§ WORK TO BE COMPLETED: Lines before the one with "Could you point to the tree" are left out; return that line and all that follow it, exactly, through the end of the data.

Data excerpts
************

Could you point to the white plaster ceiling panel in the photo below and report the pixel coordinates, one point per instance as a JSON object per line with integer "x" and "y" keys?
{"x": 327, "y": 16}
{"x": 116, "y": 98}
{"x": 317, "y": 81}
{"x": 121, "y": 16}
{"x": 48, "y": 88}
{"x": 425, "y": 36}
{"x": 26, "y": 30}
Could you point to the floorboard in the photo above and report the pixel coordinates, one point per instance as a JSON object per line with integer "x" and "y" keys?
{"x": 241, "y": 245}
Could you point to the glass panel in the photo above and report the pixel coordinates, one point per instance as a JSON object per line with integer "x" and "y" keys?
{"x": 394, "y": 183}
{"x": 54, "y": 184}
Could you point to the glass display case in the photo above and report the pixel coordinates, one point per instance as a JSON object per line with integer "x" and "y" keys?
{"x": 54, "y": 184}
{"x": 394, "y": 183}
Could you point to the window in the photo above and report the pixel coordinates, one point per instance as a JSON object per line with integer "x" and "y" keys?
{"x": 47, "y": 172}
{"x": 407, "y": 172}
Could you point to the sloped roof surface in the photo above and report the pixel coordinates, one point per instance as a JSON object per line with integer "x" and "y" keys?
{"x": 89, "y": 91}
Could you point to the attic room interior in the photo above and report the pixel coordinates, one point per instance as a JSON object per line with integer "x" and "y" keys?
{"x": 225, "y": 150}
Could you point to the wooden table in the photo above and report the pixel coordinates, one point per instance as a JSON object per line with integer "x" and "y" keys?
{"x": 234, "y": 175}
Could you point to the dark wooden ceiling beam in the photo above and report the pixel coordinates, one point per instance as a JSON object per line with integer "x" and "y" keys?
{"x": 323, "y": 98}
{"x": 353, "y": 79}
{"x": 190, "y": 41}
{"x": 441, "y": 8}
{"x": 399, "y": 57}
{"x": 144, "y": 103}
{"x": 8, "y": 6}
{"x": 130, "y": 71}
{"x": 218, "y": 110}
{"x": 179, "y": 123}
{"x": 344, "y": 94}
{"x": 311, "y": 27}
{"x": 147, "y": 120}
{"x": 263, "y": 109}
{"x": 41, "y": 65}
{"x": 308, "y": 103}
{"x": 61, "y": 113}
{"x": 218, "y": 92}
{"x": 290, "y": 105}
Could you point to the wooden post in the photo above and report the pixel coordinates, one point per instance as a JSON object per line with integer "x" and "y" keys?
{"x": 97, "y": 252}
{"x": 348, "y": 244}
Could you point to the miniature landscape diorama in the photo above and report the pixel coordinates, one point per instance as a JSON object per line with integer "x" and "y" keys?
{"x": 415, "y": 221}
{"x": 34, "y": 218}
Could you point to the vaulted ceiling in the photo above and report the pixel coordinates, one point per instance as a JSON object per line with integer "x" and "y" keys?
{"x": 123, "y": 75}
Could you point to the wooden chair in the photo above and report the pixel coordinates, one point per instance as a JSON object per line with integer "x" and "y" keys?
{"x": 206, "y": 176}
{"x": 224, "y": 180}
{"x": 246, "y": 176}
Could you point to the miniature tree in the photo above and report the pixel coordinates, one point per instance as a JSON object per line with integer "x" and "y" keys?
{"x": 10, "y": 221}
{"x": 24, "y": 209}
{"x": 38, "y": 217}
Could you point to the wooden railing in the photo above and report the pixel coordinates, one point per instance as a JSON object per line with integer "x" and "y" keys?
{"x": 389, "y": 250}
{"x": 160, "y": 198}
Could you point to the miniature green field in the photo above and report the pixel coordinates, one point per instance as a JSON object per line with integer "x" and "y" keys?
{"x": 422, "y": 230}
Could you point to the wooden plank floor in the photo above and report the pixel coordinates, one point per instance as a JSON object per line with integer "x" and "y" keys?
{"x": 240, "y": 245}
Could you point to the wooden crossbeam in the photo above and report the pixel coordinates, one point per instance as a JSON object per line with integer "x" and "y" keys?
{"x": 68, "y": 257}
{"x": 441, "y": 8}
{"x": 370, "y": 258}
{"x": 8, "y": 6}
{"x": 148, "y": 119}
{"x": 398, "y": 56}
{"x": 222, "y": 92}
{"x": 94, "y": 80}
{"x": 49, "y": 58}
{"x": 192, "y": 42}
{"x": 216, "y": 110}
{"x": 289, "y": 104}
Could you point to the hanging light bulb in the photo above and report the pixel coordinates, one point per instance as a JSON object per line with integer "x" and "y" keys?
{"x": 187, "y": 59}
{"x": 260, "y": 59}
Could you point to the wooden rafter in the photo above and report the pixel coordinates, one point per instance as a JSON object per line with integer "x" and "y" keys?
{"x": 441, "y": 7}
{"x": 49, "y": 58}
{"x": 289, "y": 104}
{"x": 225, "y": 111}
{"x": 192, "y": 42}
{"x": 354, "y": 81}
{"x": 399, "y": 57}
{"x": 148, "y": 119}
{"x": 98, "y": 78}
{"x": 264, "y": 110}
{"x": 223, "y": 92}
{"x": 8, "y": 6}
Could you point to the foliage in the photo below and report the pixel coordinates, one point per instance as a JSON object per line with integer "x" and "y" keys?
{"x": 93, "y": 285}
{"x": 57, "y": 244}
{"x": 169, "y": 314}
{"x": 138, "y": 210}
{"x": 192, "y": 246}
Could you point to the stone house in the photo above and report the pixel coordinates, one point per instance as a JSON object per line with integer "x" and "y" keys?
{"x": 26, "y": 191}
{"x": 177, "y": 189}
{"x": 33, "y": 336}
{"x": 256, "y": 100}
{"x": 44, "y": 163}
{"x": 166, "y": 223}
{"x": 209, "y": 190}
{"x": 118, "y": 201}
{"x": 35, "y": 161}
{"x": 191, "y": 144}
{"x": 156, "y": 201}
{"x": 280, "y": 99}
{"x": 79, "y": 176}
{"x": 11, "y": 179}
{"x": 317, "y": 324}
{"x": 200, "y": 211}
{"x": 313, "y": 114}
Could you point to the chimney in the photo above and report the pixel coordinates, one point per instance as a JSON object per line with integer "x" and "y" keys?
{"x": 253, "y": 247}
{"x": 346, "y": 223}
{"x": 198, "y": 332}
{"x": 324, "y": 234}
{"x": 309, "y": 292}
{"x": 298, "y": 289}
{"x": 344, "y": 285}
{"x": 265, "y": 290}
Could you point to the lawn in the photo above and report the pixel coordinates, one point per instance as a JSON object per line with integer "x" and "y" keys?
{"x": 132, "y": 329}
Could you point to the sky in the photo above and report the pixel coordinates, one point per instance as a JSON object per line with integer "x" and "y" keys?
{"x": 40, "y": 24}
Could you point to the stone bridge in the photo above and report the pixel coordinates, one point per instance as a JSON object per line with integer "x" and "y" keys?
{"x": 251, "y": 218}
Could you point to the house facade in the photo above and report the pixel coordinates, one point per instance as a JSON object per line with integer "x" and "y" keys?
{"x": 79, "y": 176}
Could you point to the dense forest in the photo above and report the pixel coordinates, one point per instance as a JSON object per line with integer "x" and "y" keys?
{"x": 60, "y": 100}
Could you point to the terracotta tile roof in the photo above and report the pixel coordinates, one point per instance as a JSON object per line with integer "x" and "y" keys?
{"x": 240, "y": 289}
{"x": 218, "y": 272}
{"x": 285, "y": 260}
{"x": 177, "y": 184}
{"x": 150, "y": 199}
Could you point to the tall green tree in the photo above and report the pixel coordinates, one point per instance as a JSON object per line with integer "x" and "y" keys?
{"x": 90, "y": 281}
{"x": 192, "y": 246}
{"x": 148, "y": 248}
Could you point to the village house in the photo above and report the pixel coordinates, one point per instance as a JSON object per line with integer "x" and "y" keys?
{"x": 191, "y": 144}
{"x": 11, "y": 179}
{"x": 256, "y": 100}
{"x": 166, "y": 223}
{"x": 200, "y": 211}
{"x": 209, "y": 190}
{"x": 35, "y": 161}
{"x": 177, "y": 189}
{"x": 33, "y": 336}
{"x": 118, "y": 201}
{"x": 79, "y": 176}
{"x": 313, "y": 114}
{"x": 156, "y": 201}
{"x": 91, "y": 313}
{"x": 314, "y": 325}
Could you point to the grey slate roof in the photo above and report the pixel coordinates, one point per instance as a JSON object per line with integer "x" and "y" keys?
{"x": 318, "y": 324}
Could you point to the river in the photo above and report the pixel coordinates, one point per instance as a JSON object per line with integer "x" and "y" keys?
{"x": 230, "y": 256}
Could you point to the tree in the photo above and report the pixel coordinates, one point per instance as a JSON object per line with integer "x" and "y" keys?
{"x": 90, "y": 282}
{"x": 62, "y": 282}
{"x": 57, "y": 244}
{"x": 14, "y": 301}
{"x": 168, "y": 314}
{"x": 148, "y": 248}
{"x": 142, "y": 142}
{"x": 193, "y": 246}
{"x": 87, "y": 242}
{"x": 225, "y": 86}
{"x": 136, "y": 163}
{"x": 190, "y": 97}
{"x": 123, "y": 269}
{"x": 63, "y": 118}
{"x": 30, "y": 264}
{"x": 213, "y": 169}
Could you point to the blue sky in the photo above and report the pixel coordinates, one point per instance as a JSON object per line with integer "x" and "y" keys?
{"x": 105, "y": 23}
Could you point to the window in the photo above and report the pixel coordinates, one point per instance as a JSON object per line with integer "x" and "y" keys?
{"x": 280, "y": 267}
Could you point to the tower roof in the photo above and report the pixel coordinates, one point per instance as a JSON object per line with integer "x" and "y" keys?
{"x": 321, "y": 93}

************

§ YOUR RESPONSE:
Could you point to the tree in the photo above and report the pixel coordinates, one point per instance as a JSON object per line with integer "x" and "y" keys?
{"x": 90, "y": 282}
{"x": 62, "y": 282}
{"x": 57, "y": 244}
{"x": 14, "y": 301}
{"x": 168, "y": 314}
{"x": 148, "y": 248}
{"x": 142, "y": 142}
{"x": 193, "y": 246}
{"x": 87, "y": 242}
{"x": 225, "y": 86}
{"x": 136, "y": 163}
{"x": 190, "y": 97}
{"x": 123, "y": 269}
{"x": 63, "y": 118}
{"x": 30, "y": 264}
{"x": 213, "y": 169}
Could you point to the blue sky in the photo above and report the pixel coordinates, one point per instance as a JSON object per line with integer "x" and "y" keys?
{"x": 105, "y": 23}
Could you point to the window in the photo above and report the pixel coordinates, one point per instance as a JSON object per line with integer "x" and "y" keys?
{"x": 280, "y": 267}
Could you point to the tower roof in the photo above and report the pixel coordinates, one point per instance as a JSON object per line with integer "x" and "y" keys?
{"x": 321, "y": 93}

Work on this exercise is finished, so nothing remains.